| Work to complete |
[a] Restate the paragraph of the blog entries that begins "right. i wanted to let you know" as a short bulleted list of its main facts.
[b] In the blog entries, copy word for word the stretch from "it's not to" through "at updating everything.".

| Source extract |

══════

Wednesday 30 December 2009

it's hard to say i do, when i don't

i'm not going to lie to you.
i'm stressed.

i'm stressed about my sleeping patterns.
i'm stressed about my eating habits.
i'm stressed about finishing this book for english.
i'm stressed about learning my lines for drama.
i'm stressed about filming for media.
i'm stressed about studying for my maths exam.
i'm stressed over polynomials - which i just can't understand.
i'm stressed because i will never see fall out boy in concert again.
i'm stressed because my car's passenger seat window is broken.
i'm stressed about dropping a subject.
but mostly
i'm stressed because i'm afraid of losing a best friend.


oh. and i made my new years resolution.
it's not to die in the next year.
i believe the consequences of breaking this resolution are pretty self-explanatory.
xo

my only love

Hello!
i know, i suck at updating everything.
my dailybooth has been neglected for about a fortnight, and you can just forget about facebook.
twitter really is my only love - that and fall out boy.

right. i wanted to let you know that there have been removals/alterations to some old posts. i still don't know when the move in date for the new blog is. i nearly spontaneously jumped to it about three nights ago. it was a crazy moment and i've gotten over it.

i hope you are all looking forward to new years! the night when everyone goes out and gets completely bladdered for really no reason at all. i will be spending it over the cousins house, and hopefully getting more than a little merry.

i have an exam in january (maths) so i've been studying for that, so there won't really be any thrilling posts over the next few days . weeks . months.
the next thrilling thing is my birthday - email me for address to send gifts and lovely things. mum asked me what i wanted, so i reeled off a list of books - i wrote them down later for her.


enough now.
i'm getting into my batman pajamas and getting into bed.
and to all a goodnight.
xo

Sunday 27 December 2009

'to die by your side is such a heavenly way to die'

doesn't it just look like a realistic Narnia?
by realistic i mean disappointing and dark - but all the while kind of cute.

i walked to work in that last week. it was nice to walk in the snow. we've never had it that close to Christmas before. it was lovely.

anyway, i won't bore you with my tales of Christmas day, because we know they're all the same - grandparents telling the same stories over and over, parents fussing over the turkey, brother setting alight to freaking everything, etc.

my mum did this thing where she put scratch cards in each cracker, and turns out she won £5. which ironically, wasn't even enough to cover the cost of the scratch cards.

i got some really nice things this year. things i wanted, and things i needed. they will all get used, and come in useful. and thankfully there was none of that painful 'thank you so much, i love it, i will use it all of the time!' when you really mean 'oh. um. what is it? do i need this? i hate it. ew.'


andandand
i got some itunes money - at last!
500 Days of Summer Soundtrack? oh yes.
Regina Spektor, The Smiths, Wolfmother, Doves, Feist, The Temper Trap.
*drool*
love it!

500 Days of Summer comes out on DVD in January in the UK. i. cannot. wait.
my birthday's on February 1st. are you feeling generous?

i hope you all had wonderful holidays.
feel free to tell me about them in the comments!

xo

Friday 25 December 2009

Be Merry!

Happy Holidays.
and a
Merry Christmas.

Have a wonderful day,
whatever you are celebrating.

Eat, drink, and love.

source unknown

I love you all.

══════

Rows from a dataset
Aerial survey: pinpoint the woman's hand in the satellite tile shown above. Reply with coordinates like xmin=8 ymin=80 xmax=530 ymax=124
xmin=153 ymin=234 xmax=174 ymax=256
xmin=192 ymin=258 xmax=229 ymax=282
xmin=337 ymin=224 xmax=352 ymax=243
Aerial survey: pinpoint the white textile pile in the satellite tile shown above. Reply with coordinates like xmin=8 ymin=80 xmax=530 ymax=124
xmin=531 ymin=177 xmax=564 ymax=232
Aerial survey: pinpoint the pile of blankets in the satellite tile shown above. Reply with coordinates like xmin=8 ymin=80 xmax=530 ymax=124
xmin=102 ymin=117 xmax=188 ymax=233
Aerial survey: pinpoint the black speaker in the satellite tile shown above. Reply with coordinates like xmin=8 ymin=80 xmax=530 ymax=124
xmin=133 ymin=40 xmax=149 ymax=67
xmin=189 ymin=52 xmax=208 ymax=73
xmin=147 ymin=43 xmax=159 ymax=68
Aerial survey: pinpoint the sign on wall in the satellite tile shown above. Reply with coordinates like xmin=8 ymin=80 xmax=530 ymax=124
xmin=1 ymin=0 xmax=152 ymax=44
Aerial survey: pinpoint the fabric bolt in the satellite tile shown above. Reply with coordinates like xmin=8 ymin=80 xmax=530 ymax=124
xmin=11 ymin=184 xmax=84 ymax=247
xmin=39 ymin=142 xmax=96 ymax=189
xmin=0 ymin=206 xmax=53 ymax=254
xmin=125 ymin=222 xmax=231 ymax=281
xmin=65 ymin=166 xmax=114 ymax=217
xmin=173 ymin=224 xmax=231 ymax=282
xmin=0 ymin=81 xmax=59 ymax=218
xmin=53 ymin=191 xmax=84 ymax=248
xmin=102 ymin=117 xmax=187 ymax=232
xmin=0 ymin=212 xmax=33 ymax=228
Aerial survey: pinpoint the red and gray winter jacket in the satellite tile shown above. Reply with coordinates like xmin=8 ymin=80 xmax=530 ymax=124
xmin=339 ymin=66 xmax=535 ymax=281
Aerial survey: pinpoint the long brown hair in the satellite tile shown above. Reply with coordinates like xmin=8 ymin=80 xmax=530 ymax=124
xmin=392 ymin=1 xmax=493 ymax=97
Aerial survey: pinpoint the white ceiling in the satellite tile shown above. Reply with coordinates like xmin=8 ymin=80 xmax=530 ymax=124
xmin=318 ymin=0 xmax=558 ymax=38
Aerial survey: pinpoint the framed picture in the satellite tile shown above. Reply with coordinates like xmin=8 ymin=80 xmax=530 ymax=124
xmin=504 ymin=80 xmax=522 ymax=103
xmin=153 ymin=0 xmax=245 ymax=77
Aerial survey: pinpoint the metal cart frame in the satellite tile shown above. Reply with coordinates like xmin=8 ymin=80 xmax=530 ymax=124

══════

| Answers by task |
[a]
- Some old posts have been removed or altered.
- The move-in date for the new blog is still unknown.
- About three nights ago, the writer nearly moved to the new blog on a sudden impulse.
- That crazy moment has passed.

[b]
it's not to die in the next year.
i believe the consequences of breaking this resolution are pretty self-explanatory.
xo

my only love

Hello!
i know, i suck at updating everything.